_GIVEN TASK_
Copy out the entries below, swapping every "Locate every instance of" for "Mark each occurrence of" and leaving everything else unchanged.

◇ ◇ ◇ ◇ ◇ ◇ ◇

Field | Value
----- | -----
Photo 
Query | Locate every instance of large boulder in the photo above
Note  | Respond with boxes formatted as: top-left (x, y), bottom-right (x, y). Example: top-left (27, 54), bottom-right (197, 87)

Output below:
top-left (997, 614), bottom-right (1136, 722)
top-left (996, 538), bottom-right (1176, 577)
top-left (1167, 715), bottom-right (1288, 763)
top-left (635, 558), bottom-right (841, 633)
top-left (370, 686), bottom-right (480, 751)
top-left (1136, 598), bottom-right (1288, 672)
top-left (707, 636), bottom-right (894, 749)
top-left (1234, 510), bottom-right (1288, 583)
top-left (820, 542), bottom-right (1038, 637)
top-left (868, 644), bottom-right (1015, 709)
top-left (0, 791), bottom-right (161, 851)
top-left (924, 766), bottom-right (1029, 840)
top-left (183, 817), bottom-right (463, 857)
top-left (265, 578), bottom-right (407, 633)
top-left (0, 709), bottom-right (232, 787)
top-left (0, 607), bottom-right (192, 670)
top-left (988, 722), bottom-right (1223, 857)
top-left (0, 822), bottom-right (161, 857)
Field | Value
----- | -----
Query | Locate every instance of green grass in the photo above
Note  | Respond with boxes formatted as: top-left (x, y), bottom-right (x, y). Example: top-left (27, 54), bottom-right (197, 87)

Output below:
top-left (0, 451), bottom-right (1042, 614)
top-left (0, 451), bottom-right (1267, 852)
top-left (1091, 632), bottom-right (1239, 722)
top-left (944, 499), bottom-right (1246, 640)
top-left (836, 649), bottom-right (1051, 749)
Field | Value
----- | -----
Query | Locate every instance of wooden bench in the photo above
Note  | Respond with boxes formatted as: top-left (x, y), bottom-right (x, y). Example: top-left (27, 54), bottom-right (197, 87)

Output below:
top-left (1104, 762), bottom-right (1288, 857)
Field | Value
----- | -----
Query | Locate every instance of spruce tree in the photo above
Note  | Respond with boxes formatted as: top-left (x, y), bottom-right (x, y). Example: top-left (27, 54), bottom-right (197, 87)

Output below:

◇ ◇ ◇ ◇ ◇ ◇ ◇

_EXERCISE SOLUTION_
Field | Value
----- | -----
Photo 
Query | Mark each occurrence of large boulder in the photo above
Note  | Respond with boxes formatted as: top-left (x, y), bottom-right (x, y). Example: top-left (27, 54), bottom-right (197, 87)

Output below:
top-left (997, 614), bottom-right (1136, 722)
top-left (996, 538), bottom-right (1176, 577)
top-left (1167, 715), bottom-right (1288, 763)
top-left (635, 558), bottom-right (841, 633)
top-left (370, 686), bottom-right (480, 751)
top-left (1136, 598), bottom-right (1288, 672)
top-left (707, 636), bottom-right (894, 749)
top-left (1234, 510), bottom-right (1288, 583)
top-left (820, 542), bottom-right (1038, 637)
top-left (868, 644), bottom-right (1015, 709)
top-left (0, 791), bottom-right (161, 851)
top-left (924, 766), bottom-right (1029, 840)
top-left (183, 817), bottom-right (463, 857)
top-left (265, 578), bottom-right (407, 633)
top-left (0, 709), bottom-right (232, 787)
top-left (0, 607), bottom-right (192, 670)
top-left (988, 722), bottom-right (1223, 857)
top-left (0, 822), bottom-right (161, 857)
Field | Value
----- | -----
Query | Mark each occurrence of green grass in the photo above
Note  | Respond with boxes formatted as: top-left (x, y), bottom-right (x, y). Example: top-left (27, 54), bottom-right (197, 87)

Output below:
top-left (0, 451), bottom-right (1042, 614)
top-left (0, 451), bottom-right (1267, 852)
top-left (1091, 632), bottom-right (1239, 722)
top-left (944, 499), bottom-right (1246, 640)
top-left (836, 649), bottom-right (1051, 749)
Field | Value
----- | -----
Query | Mark each occurrence of wooden bench in the photo above
Note  | Respond with boxes formatted as: top-left (x, y), bottom-right (x, y). Example: top-left (27, 54), bottom-right (197, 87)

Output below:
top-left (1104, 762), bottom-right (1288, 857)
Field | Value
----- | -----
Query | Mark each occurrence of spruce tree in the photo above
Note  | Respond with boxes formatted as: top-left (x, y), bottom-right (x, y). Example: top-left (27, 54), bottom-right (197, 87)

Output below:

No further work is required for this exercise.